## TASK DESCRIPTION
When a line of the entries contains "black", please list that line.

◇ ◇ ◇ ◇ ◇

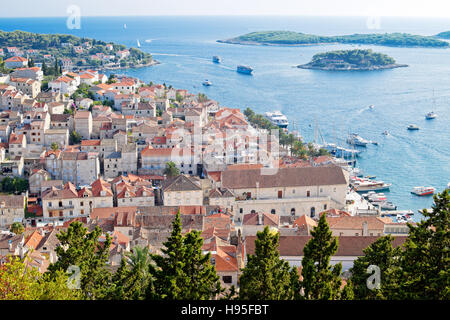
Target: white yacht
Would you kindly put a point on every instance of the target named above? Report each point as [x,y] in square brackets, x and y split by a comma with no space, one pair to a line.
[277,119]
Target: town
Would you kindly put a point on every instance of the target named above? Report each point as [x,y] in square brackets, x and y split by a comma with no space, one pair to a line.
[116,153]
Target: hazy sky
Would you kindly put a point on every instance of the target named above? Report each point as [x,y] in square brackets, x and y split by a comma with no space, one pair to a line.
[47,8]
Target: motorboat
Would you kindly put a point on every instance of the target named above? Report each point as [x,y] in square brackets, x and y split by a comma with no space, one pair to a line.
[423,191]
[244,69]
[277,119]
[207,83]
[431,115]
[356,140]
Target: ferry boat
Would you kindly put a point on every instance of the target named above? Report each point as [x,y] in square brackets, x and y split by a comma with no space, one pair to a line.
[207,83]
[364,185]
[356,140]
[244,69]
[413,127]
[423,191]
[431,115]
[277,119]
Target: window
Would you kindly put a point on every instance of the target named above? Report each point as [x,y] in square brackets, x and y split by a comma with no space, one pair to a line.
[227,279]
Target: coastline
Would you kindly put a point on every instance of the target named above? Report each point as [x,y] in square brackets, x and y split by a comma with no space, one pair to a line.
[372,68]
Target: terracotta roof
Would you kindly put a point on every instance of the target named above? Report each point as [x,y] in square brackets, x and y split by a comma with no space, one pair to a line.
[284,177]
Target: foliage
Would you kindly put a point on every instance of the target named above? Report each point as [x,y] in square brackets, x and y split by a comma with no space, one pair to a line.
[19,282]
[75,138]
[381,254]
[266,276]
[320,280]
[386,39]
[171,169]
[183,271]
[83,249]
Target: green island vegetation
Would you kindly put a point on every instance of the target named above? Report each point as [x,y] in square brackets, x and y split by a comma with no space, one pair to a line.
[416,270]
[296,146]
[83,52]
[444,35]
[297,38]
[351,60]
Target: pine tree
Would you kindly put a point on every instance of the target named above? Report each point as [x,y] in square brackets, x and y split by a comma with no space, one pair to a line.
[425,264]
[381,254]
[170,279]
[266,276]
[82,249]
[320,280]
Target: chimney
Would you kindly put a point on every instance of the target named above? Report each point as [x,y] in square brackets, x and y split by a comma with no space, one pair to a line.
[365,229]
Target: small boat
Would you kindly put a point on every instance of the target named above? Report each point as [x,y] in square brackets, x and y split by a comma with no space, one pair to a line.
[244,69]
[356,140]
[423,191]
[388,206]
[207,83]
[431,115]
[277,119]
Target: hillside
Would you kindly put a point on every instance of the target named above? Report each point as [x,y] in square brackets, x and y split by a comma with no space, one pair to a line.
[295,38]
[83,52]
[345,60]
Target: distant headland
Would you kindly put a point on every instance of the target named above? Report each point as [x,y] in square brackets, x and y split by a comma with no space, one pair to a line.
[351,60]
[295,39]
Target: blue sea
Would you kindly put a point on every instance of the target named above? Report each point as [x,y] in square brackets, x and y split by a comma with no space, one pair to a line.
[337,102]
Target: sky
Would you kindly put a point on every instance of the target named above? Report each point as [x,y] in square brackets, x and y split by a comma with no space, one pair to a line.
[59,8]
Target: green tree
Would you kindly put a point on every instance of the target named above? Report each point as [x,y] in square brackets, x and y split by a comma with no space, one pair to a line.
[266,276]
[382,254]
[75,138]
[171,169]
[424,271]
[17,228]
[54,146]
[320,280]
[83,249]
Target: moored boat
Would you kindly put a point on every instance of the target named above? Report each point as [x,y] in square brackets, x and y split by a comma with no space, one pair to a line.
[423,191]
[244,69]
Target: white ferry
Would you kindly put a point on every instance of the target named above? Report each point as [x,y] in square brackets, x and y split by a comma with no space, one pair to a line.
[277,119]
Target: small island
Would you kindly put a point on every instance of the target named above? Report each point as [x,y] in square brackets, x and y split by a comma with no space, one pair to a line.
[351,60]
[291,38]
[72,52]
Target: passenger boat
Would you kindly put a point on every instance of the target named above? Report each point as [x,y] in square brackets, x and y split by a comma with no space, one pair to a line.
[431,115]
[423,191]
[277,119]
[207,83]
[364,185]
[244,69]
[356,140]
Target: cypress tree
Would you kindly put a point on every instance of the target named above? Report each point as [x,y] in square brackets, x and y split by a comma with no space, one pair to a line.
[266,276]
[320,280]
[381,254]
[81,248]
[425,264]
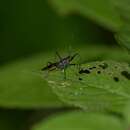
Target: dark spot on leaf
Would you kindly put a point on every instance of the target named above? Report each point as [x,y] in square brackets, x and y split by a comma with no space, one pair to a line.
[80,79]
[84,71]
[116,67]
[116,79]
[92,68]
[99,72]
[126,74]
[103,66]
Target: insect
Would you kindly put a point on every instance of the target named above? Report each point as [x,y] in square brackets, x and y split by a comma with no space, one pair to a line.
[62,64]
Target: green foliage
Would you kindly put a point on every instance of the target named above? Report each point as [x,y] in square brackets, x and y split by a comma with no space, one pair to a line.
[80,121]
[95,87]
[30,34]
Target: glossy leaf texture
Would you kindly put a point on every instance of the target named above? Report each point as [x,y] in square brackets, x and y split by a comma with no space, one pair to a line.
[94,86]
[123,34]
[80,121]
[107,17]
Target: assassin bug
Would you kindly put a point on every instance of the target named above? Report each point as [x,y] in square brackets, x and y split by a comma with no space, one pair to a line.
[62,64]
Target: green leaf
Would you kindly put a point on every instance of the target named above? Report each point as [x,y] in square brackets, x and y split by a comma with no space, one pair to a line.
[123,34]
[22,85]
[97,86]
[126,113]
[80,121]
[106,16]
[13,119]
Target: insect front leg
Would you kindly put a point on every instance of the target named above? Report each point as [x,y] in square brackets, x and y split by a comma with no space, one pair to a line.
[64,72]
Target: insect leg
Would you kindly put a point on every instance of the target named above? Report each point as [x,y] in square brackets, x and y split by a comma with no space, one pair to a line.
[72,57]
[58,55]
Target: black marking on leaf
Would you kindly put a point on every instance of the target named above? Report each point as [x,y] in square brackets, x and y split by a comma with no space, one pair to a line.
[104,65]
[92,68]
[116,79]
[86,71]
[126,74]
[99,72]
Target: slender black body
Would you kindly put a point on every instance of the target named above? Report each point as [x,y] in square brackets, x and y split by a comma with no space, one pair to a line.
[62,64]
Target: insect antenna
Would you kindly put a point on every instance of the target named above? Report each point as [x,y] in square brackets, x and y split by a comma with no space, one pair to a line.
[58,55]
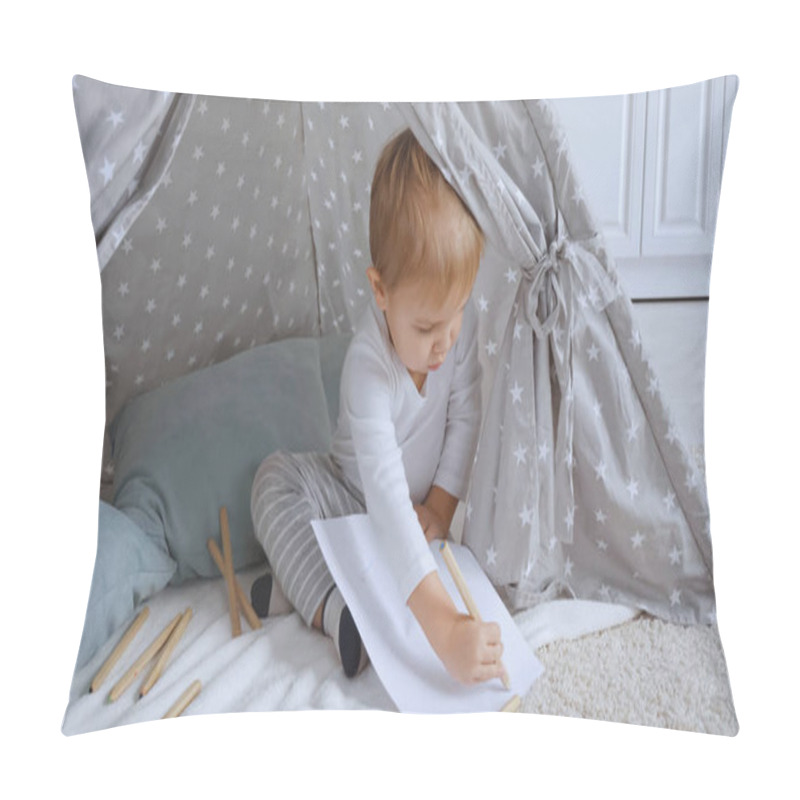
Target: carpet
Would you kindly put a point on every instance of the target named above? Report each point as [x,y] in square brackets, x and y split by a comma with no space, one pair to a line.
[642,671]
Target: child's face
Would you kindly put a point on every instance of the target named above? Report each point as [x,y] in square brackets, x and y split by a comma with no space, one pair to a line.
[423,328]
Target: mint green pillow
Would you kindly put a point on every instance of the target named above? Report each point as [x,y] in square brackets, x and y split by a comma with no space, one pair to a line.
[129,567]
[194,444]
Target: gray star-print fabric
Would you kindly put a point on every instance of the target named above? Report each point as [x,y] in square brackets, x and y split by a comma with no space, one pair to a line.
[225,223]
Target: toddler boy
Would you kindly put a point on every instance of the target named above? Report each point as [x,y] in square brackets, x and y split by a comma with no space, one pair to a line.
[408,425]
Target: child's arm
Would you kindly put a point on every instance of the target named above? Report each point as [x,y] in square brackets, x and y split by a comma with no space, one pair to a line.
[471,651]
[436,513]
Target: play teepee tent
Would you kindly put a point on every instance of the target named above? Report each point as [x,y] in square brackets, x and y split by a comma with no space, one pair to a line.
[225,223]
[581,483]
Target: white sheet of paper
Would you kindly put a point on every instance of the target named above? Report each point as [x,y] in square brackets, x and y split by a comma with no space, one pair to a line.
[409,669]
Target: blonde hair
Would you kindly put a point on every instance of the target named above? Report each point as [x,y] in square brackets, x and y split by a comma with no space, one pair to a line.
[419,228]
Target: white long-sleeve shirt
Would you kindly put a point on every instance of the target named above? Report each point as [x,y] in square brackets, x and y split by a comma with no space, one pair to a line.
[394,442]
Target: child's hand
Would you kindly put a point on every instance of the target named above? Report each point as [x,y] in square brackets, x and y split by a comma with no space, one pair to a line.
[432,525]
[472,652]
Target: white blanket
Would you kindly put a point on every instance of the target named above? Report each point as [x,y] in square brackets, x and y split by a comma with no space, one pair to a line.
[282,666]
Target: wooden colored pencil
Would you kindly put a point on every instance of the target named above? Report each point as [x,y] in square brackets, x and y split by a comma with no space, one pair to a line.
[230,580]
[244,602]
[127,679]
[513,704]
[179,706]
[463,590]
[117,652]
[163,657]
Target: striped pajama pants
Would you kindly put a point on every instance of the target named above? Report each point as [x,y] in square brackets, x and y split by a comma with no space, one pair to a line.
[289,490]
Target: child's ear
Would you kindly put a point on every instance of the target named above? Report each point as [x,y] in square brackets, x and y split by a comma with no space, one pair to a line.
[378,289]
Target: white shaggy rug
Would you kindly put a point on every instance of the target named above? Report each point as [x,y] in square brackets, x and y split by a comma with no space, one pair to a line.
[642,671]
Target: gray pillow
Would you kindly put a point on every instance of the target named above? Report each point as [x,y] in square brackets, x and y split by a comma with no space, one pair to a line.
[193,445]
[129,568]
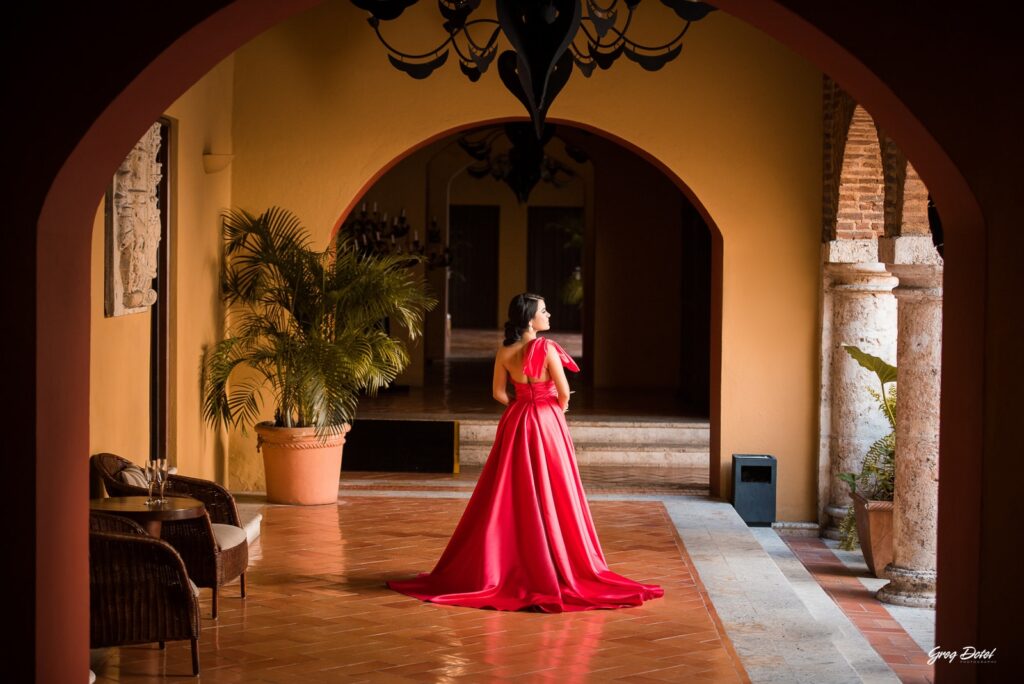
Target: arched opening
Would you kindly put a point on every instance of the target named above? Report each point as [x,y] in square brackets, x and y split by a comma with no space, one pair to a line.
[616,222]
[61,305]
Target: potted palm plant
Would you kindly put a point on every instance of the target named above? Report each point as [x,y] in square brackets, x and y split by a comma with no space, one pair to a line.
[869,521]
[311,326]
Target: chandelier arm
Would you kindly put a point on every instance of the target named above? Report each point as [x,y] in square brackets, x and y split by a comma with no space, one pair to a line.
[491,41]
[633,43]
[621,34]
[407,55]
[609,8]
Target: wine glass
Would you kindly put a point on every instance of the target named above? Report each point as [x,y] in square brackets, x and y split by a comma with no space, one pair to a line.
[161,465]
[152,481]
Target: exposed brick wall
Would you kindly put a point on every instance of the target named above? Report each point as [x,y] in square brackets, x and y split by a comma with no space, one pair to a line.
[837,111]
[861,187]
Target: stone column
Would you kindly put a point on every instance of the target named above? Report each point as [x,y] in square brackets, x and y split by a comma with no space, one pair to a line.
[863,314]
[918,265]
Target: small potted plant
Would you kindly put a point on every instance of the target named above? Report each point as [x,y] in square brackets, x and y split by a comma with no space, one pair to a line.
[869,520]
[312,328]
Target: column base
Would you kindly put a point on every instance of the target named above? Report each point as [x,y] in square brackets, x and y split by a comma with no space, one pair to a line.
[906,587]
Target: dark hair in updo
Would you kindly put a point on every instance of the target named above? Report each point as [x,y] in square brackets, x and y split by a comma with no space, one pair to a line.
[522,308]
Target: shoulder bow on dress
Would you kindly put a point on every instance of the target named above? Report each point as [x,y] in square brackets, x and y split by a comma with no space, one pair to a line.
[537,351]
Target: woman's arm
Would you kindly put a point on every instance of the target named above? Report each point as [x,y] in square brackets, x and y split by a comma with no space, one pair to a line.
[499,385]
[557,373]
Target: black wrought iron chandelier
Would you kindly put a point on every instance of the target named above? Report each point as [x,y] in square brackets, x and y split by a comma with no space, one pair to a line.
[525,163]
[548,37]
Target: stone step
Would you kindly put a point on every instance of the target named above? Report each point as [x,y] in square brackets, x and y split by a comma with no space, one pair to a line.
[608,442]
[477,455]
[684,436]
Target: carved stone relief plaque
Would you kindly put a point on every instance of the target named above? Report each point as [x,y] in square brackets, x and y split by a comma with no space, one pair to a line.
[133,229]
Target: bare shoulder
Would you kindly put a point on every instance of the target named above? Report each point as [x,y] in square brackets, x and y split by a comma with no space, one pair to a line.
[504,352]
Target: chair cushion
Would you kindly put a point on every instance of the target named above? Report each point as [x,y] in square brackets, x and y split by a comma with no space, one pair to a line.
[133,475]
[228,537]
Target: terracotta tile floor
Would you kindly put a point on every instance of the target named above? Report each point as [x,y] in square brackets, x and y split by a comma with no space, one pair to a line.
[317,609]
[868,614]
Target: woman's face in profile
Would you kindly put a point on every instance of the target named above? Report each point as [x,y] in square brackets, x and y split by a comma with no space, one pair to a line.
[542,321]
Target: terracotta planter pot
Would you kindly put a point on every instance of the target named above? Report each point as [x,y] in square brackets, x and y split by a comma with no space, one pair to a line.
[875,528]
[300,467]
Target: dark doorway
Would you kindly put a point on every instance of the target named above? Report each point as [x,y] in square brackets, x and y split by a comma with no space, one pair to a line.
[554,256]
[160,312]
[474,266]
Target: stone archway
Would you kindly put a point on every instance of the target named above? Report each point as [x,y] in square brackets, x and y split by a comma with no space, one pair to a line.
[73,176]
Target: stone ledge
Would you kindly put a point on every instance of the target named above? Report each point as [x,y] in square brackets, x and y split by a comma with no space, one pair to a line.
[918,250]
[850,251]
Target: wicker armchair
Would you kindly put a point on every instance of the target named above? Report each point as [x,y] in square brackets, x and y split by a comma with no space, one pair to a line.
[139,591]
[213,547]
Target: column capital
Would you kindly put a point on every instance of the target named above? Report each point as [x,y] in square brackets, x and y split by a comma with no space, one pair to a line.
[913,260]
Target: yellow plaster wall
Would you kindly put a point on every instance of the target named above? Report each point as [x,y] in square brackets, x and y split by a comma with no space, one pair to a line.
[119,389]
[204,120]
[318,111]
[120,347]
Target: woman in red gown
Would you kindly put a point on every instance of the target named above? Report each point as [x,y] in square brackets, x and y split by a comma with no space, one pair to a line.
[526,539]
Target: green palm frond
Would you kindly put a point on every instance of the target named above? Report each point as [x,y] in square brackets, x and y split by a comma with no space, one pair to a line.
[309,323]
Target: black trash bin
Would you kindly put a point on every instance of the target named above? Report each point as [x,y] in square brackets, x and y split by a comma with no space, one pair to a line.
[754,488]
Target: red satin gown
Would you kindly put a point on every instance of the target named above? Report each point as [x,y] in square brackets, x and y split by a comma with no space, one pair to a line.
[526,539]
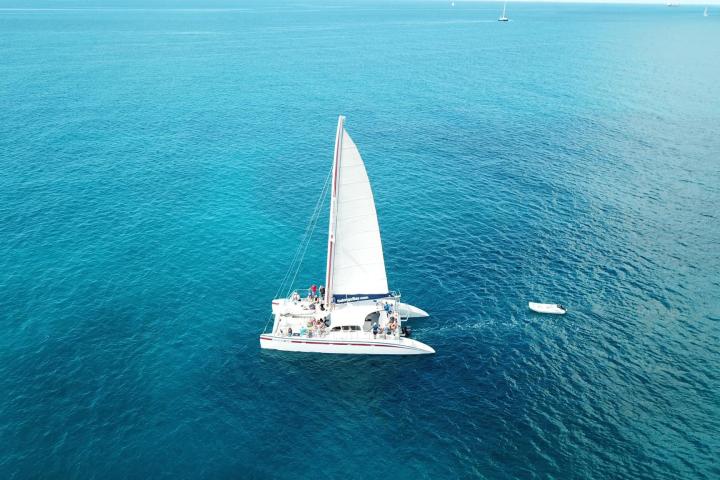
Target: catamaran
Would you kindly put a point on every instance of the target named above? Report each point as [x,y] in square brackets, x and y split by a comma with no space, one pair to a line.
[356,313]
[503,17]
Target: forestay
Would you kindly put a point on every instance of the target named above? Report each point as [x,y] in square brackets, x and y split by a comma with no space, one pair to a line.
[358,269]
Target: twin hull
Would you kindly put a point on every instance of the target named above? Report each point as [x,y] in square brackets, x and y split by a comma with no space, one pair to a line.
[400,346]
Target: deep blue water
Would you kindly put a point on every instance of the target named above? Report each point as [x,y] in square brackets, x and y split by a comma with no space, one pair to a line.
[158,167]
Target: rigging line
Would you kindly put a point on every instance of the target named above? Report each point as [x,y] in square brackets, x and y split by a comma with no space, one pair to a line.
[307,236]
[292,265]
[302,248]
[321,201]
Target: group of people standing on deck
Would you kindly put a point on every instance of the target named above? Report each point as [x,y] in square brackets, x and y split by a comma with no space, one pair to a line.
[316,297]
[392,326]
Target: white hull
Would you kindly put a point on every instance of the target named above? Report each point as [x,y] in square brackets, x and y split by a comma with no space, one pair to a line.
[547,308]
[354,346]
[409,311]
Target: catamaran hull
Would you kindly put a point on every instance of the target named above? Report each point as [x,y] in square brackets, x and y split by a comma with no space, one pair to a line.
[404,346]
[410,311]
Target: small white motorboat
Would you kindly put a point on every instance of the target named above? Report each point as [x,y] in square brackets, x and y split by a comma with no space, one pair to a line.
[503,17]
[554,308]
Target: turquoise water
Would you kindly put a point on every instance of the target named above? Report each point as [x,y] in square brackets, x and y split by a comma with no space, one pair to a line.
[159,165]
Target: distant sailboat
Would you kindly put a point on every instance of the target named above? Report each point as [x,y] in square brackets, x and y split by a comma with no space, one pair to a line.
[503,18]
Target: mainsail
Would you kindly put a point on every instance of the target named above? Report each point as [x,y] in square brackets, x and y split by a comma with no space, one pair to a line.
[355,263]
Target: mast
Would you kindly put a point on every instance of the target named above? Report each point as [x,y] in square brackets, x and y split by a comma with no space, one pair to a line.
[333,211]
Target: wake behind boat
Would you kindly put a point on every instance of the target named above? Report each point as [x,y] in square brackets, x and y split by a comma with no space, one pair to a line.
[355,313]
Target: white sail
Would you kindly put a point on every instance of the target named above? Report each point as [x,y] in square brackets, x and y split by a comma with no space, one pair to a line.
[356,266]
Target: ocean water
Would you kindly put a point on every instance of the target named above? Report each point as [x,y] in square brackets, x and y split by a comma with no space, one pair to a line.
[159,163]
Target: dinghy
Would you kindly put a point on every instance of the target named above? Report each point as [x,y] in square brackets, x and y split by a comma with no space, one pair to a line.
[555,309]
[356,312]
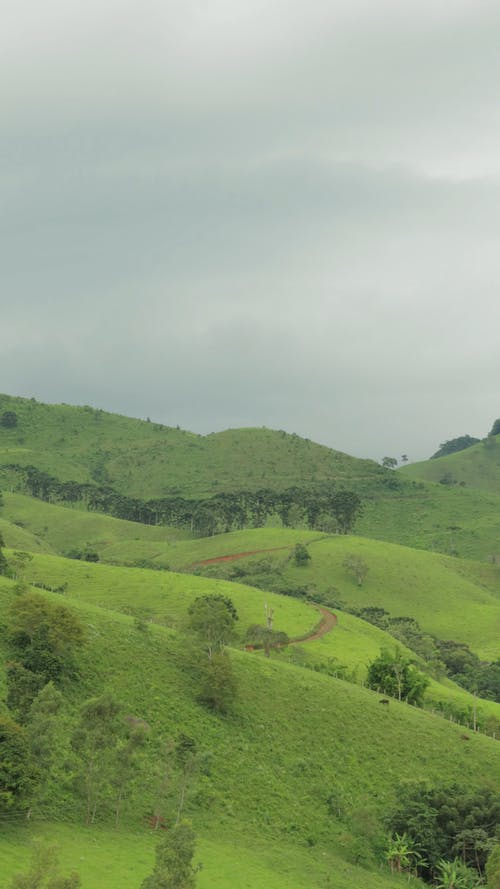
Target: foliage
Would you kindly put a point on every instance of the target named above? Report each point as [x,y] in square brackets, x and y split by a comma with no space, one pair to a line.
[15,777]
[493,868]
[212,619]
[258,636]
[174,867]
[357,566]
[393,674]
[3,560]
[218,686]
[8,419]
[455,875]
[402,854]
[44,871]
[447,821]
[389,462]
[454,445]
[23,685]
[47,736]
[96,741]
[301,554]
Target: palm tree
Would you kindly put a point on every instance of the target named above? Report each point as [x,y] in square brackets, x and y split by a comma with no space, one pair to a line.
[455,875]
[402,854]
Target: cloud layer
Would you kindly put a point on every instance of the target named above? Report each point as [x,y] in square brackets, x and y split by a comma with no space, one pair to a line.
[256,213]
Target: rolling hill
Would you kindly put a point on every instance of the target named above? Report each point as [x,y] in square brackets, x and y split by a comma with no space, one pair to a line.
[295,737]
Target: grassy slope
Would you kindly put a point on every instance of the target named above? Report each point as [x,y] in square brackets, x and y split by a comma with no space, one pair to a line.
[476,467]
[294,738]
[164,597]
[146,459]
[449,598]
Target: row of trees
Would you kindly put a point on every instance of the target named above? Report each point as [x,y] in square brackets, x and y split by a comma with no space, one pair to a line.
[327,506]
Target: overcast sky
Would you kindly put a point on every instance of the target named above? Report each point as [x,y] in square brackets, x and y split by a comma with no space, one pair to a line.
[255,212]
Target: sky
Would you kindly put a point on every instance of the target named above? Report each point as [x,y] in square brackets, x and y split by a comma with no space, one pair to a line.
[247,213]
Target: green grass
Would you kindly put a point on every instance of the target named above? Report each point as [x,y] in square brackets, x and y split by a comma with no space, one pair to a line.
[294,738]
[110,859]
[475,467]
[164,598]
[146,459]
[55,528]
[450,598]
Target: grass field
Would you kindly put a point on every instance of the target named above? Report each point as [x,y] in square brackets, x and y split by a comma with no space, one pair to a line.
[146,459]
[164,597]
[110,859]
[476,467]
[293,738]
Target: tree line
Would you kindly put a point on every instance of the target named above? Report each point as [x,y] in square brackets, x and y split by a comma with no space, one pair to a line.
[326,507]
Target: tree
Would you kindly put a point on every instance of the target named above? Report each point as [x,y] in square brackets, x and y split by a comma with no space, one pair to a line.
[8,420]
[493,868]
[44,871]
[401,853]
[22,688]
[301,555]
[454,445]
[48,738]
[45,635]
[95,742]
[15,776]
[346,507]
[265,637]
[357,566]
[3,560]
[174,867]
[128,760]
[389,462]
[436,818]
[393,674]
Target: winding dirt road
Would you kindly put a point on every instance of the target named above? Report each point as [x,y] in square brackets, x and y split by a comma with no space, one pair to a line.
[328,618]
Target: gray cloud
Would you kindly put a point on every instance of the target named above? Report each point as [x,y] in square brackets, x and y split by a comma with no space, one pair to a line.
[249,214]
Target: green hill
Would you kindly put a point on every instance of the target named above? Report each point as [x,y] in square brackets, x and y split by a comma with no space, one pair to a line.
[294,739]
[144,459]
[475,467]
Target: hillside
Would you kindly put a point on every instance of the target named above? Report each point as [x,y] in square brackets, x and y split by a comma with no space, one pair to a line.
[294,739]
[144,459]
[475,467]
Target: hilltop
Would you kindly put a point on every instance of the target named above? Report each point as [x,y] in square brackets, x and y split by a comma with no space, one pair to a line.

◇ ◇ ◇ ◇ ◇

## OUTPUT OF THE EXERCISE
Target: black marking on leaf
Target: slender black body
Target: black wrought iron chandelier
Target: black trash bin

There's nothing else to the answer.